Nothing captures a moment or feeling like artistic expression. It’s a tool that’s been used throughout human history to represent the way the world is perceived through the artist’s eyes. A facet of humanity that has evolved through different media which abducts our imagination and breaths a new sense of understanding into a different world. Although some may argue that games aren’t an artistic medium, I would clearly beg to differ with the promise of artistic representation that El Shaddai: Ascension of the Metatron has instilled. And, on the surface, El Shaddai is a visual orgasm which, at times, will leave you astonished. But what it visually inspires in evocative landscapes it lacks in just about everything else.
Inspired by the Deuterocanonical Book of Enoch, El Shaddai follows the story of Enoch – a priest – seeking to capture seven fallen angels – or Grigori – to prevent a great flood from destroying mankind. In his quest to capture these angels, he is helped by Lucifel (who, I’m sure, you have an idea of who he is) and the four archangels Gabriel, Uriel, Michael, and Raphael. Provided with a set of shiny white armor, denim jeans, and flip-flops, Enoch travels through radiant celestial environments to accomplish his mission for the salvation of humanity.

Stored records
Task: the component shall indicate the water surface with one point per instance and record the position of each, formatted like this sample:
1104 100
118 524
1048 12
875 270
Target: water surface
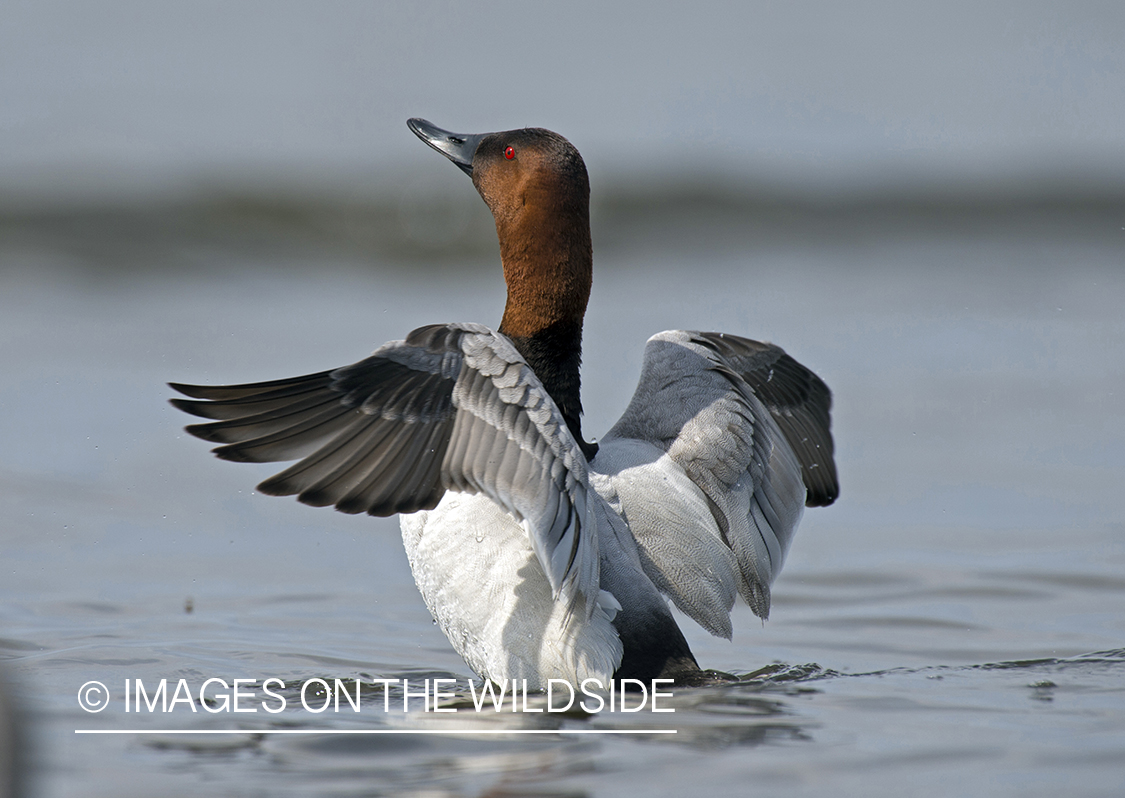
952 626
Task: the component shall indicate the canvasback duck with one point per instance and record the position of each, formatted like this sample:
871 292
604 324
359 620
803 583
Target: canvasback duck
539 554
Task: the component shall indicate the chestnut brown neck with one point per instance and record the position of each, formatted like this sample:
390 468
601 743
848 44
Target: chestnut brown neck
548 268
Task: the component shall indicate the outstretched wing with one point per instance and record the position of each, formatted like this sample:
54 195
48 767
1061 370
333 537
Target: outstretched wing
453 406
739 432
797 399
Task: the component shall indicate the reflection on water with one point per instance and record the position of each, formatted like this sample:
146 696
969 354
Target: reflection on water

What to work on:
1 - Print the lines of the entries starting at the one that contains "Task: the component shall indicate the outstretched" and ending at the last line of the entries, both included.
2 - Continue the review of El Shaddai: Ascension of the Metatron from the point where it stops.
The entries have no connection to the review.

Written answers:
1 -
Task: the component shall indicate the outstretched wing with one point per instance and record the position of each, formatted like this sample:
54 195
48 767
1061 370
333 537
Target: outstretched wing
453 406
739 432
797 399
Task: the component shall indicate the reflection on water with one point per instance and record the position of each, formatted like this sample:
146 696
969 354
Target: reflection on water

2 -
While the story sounds exquisitely unique, and it is, it doesn’t offer much substance around what you’re plainly presented with. The plot is intricate in the sense of where it stems, and carries a dramatic tale which left me intrigued; but how it was told, from a gameplay perspective, was a bit lackluster. Enoch, as mentioned before, takes charge of capturing seven fallen angels and saving the world from an egregious flood destined to eradicate all life. While the idea of the story is abundant in imaginative construct, the game itself feels like it’s missing something, although you clearly know what’s happening. The lack of character development makes the story, and the game, feel excruciatingly dull. This is because character development is omitted, in the traditional sense. Once a character is introduced, they are completely forgotten about moments later due to the lack of character growth. This also holds true for the game’s protagonist, Enoch.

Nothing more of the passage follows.